**Coordinate annotation records:**

+++

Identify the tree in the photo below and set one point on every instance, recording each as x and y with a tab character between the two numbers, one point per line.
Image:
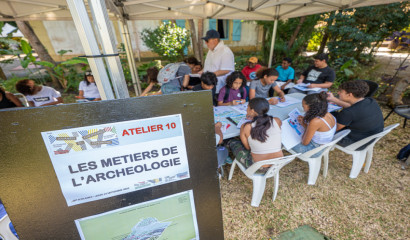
29	33
352	31
167	40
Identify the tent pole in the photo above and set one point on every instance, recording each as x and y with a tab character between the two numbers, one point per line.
130	56
104	28
90	45
275	28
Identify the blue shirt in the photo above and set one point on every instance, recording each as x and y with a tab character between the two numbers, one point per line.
285	74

+++

Can you lay out the lines above as a numbered list, skipping blank lines and leaving out the pictures?

1. Identify the tree in the photo below and set one point on every instance, recording each as x and y with a tab character between the two numbers, one point per line.
2. Image:
3. 29	33
4. 352	31
5. 167	40
6. Identify the tent pole in the photo above and set one point on every instance, recording each as x and y with a tab character between the two numbers, one point per line.
7. 130	56
8. 104	28
9. 90	45
10. 275	28
11. Identify the blue shirt in the photo above and set one point on every instance, recording each as x and y with a tab character between the two numbers, one point per line.
12. 285	74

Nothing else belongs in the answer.